_REQUIREMENT:_ Format the rows below as a numbered list, omitting any blank lines. Leave the pictures out of the answer.

Location identification entries
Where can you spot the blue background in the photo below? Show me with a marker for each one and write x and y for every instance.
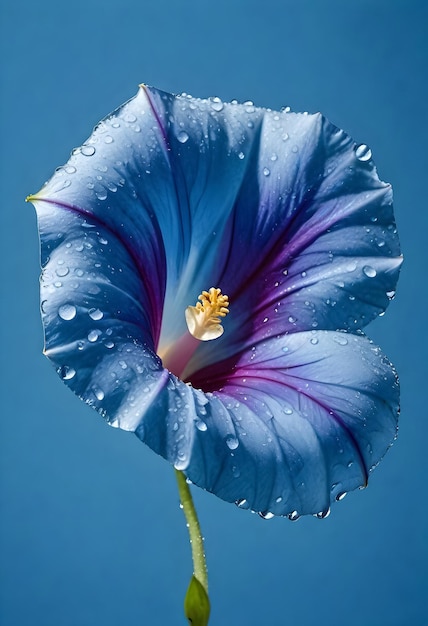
(91, 531)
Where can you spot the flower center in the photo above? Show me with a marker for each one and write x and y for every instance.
(204, 324)
(203, 320)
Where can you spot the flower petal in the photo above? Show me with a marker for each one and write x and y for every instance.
(173, 195)
(312, 413)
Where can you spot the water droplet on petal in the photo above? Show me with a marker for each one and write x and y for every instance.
(200, 425)
(182, 136)
(66, 372)
(232, 442)
(93, 335)
(340, 339)
(266, 515)
(363, 152)
(369, 271)
(341, 495)
(95, 314)
(87, 150)
(67, 311)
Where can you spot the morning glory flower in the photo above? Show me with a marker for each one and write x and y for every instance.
(208, 269)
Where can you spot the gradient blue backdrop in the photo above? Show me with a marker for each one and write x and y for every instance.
(91, 531)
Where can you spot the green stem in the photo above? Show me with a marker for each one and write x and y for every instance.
(196, 539)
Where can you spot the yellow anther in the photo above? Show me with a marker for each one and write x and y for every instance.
(203, 320)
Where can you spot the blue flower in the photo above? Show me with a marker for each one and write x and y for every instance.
(270, 396)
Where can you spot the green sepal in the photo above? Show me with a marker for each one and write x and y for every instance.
(196, 604)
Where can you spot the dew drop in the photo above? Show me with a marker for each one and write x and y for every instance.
(66, 372)
(182, 136)
(369, 271)
(232, 442)
(200, 425)
(87, 150)
(67, 312)
(95, 314)
(266, 514)
(93, 335)
(363, 152)
(341, 495)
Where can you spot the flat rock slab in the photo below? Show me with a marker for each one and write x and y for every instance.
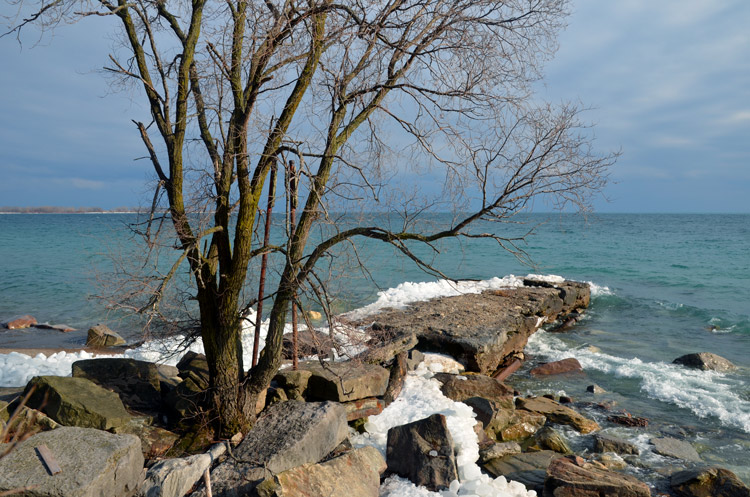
(423, 452)
(608, 443)
(175, 477)
(529, 468)
(705, 361)
(356, 473)
(679, 449)
(20, 322)
(77, 402)
(289, 434)
(567, 478)
(481, 330)
(94, 463)
(346, 381)
(101, 336)
(137, 382)
(708, 482)
(558, 413)
(570, 365)
(462, 387)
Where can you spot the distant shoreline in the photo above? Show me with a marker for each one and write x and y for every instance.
(92, 212)
(67, 210)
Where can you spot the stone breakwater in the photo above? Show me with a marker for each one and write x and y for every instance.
(340, 429)
(483, 331)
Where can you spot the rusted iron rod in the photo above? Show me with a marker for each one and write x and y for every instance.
(264, 263)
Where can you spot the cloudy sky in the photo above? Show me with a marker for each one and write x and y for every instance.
(668, 83)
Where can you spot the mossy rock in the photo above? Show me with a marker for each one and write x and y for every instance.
(77, 402)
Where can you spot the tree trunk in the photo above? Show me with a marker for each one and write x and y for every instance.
(232, 402)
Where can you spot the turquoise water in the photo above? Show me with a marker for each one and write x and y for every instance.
(666, 285)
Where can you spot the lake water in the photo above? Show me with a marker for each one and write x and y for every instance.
(664, 285)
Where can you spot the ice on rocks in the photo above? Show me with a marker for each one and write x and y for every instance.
(420, 398)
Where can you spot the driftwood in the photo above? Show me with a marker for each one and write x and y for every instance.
(48, 459)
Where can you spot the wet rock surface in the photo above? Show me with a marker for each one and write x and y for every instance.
(345, 381)
(101, 336)
(287, 435)
(678, 449)
(481, 330)
(462, 387)
(609, 443)
(705, 361)
(572, 477)
(136, 382)
(708, 482)
(20, 322)
(529, 468)
(557, 413)
(565, 366)
(356, 473)
(423, 452)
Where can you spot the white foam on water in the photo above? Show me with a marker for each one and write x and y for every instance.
(17, 369)
(408, 292)
(598, 290)
(705, 393)
(421, 397)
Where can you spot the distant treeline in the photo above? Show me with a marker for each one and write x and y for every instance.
(47, 209)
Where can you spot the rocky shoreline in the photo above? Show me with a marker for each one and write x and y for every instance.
(125, 427)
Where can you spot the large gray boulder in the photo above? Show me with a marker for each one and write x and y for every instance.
(175, 477)
(423, 452)
(94, 463)
(571, 477)
(77, 402)
(705, 361)
(678, 449)
(529, 468)
(289, 434)
(356, 473)
(708, 482)
(346, 381)
(609, 443)
(137, 382)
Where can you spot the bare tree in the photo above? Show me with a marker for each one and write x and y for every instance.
(354, 92)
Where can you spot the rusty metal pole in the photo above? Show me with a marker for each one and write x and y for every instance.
(264, 263)
(293, 222)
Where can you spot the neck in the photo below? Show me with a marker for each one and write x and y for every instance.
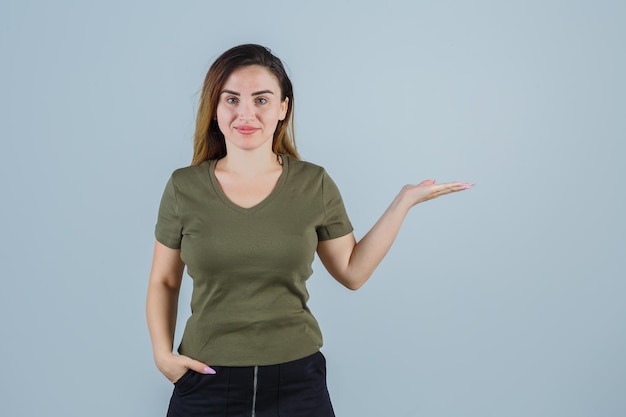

_RESPONSE TO THIS EXERCISE:_
1. Where can you spot the blue background in the photo below? Show me with a marker for each one and write x and y for every instance.
2. (91, 531)
3. Where can you spot the flower center in the photo above? Show me with a marker for each one and write x and y for every instance.
4. (204, 324)
5. (203, 320)
6. Where can you spot the flower petal in the photo above? Show me with a marker for each one and write x and y for every instance.
7. (173, 195)
8. (312, 413)
9. Where can you spot the water droplet on petal in the photo above? Show me with a marker for each one and write x and y for every instance.
10. (200, 425)
11. (182, 136)
12. (66, 372)
13. (232, 442)
14. (93, 335)
15. (340, 339)
16. (266, 515)
17. (363, 152)
18. (369, 271)
19. (341, 495)
20. (95, 314)
21. (87, 150)
22. (67, 311)
23. Where can you spot the morning glory flower in the photo above? Show me with a marker for each one and write x and y for every instance.
24. (208, 269)
25. Where can you spot the gradient blue backdrop in the photo above? Show me with a marker for each one and write x and y for every instance.
26. (91, 531)
27. Where can you spot the green stem in the photo above? Show me with a marker for each one and write x and y for every instance.
28. (196, 539)
29. Where can you spot the yellow anther in the photo above? Show me with a marker for each one and write x and y for every instance.
30. (203, 320)
31. Where can you spot the blue flower in the photo above? Show me with a marker for each one and write x and y for every instance.
32. (270, 396)
33. Where can you spot the green sepal in the photo above? Show me with a marker for each one and write x and y for every instance.
34. (196, 604)
35. Where can you spot the dew drop in the photo above? Show me with a marker for each one and write x and y for every instance.
36. (66, 372)
37. (182, 136)
38. (369, 271)
39. (232, 442)
40. (200, 425)
41. (87, 150)
42. (67, 312)
43. (95, 314)
44. (266, 514)
45. (93, 335)
46. (363, 152)
47. (341, 495)
48. Where can you spot the flat rock slab in the photo below? Show me with a marker for each one and write x and y for every instance.
49. (423, 452)
50. (608, 443)
51. (175, 477)
52. (529, 468)
53. (705, 361)
54. (356, 473)
55. (679, 449)
56. (20, 322)
57. (77, 402)
58. (289, 434)
59. (567, 478)
60. (481, 330)
61. (94, 463)
62. (346, 381)
63. (101, 336)
64. (137, 382)
65. (708, 482)
66. (558, 413)
67. (570, 365)
68. (462, 387)
69. Where can you spot the distant shoreline in the photo above? Show me with a marker for each one and write x and y for every instance.
70. (92, 212)
71. (67, 210)
72. Where can you spot the stone breakwater in the photo above? Show me with a marker for each one and write x and y for every instance.
73. (340, 429)
74. (483, 331)
75. Where can you spot the rusted iron rod in the photo above? Show me with a marker for each one and write x and y for every instance.
76. (264, 263)
77. Where can you spot the cloudy sky in the photo above? Show me with a marker for each one and write x and y for every instance.
78. (668, 83)
79. Where can you spot the mossy rock in the photo above? Show me with a marker for each one and write x and y for every instance.
80. (77, 402)
81. Where can you spot the tree trunk in the photo above? Show me with a marker for each one and write x and y for every instance.
82. (232, 402)
83. Where can you spot the turquoise water in the photo above? Show me with a marker for each one and write x and y for every instance.
84. (666, 285)
85. Where can you spot the lake water in the photo above? Show me with a marker for each one and write x and y for every instance.
86. (664, 285)
87. Where can you spot the ice on rocks in the photo above? Show me with a marker for each one and write x and y for every instance.
88. (420, 398)
89. Where can you spot the driftwood in the photo above? Show me with a marker for each one and write x and y for every instance.
90. (48, 459)
91. Where can you spot the wet rock surface in the photo above? Show me with a marker for each one and write x and y for every instance.
92. (345, 381)
93. (101, 336)
94. (287, 435)
95. (678, 449)
96. (481, 330)
97. (462, 387)
98. (609, 443)
99. (705, 361)
100. (572, 477)
101. (136, 382)
102. (708, 482)
103. (20, 322)
104. (529, 468)
105. (557, 413)
106. (565, 366)
107. (356, 473)
108. (423, 452)
109. Where can you spot the white foam on water in the photo above? Show me with a marker for each one and write x and y for every instance.
110. (17, 369)
111. (408, 292)
112. (598, 290)
113. (705, 393)
114. (421, 397)
115. Where can you spot the distant treeline in the photo above? Show me with a marker for each one and write x and y for every instance.
116. (47, 209)
117. Where can you spot the rocky shoreline in the photo above? Show me with a marker for each one and write x and y for every instance.
118. (125, 427)
119. Where can you spot the large gray boulder in the photo above? Show me with a marker for each one and write x and y for every instance.
120. (175, 477)
121. (423, 452)
122. (94, 463)
123. (571, 477)
124. (77, 402)
125. (705, 361)
126. (678, 449)
127. (529, 468)
128. (289, 434)
129. (356, 473)
130. (708, 482)
131. (346, 381)
132. (609, 443)
133. (137, 382)
134. Where can you spot the bare tree in the photo above? Show me with a marker for each one and write x and y for every instance.
135. (354, 92)
136. Where can you spot the rusty metal pole in the photo above? Show me with a marker for each one and write x and y for every instance.
137. (264, 263)
138. (293, 222)
139. Where can you spot the neck in the photo below? Show me with a marker for each one and write x and y for every instance.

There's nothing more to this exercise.